─── Page text ───

STPA is a purely qualitative method, with no probabilistic assessment or risk rating aspect to compare risk likelihoods or severities to help the assessor prioritize points of improvement in the system. This method allows failures in very complex systems to be analyzed from a viewpoint of system functions, before tracing it down to lower-level components. The STAMP model also considers human factors and hierarchical organizational structures of complex systems, thereby identifying related causal factors which may otherwise be overlooked by other risk assessment methods previously discussed (Leveson et al., 2018). To cover as many risks as possible, the level of detail and accuracy of the STAMP model is critical. Hence, extensive expert knowledge is required to generate a substantial STAMP model.

Layers of protection analysis

The Layers of Protection Analysis (LOPA) is a semi quantitative technique often used in chemical process industry which allows safety reviewers to assess safeguards between hazardous events and consequences. In LOPA, these safeguards are termed independent protection layers (IPL), which are expected to perform or fail independently of the conditions of the initial event or other IPLs. The LOPA method has been referenced in documents from the Centre of Chemical Process Safety (CCPS), International Electrotechnical Commission (IEC), International Society of Automation (ISA) and Institute of Electrical and Electronics Engineers (IEEE), with suggested failure rates for various types of components and subsystems (Willey, 2014).

─── Material provided ───

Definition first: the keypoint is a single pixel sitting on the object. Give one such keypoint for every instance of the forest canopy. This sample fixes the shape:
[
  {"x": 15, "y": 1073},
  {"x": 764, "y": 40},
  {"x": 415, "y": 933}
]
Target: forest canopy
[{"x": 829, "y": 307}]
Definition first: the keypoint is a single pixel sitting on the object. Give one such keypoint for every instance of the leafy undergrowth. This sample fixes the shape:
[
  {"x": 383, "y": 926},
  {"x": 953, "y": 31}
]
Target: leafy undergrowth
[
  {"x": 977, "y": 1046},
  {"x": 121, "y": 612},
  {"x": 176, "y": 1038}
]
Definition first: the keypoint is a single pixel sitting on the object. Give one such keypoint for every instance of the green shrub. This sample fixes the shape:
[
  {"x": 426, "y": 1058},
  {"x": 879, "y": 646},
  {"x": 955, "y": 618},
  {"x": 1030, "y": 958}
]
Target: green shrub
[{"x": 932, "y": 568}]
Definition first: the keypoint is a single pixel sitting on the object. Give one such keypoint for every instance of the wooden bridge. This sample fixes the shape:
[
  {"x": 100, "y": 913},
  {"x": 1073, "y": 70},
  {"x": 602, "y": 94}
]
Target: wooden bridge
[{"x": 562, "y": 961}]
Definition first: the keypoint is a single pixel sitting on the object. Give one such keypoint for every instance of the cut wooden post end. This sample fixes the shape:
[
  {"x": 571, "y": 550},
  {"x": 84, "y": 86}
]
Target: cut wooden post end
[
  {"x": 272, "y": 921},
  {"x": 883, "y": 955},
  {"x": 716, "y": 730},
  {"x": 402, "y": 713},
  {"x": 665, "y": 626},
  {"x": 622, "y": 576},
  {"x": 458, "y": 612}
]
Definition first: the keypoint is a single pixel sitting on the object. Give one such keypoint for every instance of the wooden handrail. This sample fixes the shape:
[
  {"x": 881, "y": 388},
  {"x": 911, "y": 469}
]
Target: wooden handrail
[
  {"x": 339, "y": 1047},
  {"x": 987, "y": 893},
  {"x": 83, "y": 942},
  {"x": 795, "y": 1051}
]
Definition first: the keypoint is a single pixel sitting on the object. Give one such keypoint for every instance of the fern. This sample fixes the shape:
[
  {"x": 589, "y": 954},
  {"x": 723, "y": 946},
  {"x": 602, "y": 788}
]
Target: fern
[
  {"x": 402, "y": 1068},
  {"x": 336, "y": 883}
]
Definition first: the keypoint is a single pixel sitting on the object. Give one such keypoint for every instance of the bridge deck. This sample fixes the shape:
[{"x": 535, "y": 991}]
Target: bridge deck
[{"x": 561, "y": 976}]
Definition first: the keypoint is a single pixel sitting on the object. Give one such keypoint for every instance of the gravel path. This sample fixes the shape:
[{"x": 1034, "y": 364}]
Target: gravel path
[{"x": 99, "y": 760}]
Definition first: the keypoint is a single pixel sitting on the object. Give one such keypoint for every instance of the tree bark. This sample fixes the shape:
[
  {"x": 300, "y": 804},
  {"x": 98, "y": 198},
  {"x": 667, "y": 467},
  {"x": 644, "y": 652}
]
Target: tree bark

───

In the text on risk assessment methods, what term does LOPA use for the safeguards between hazardous events and consequences?

-- Output below --
Independent protection layers (IPL)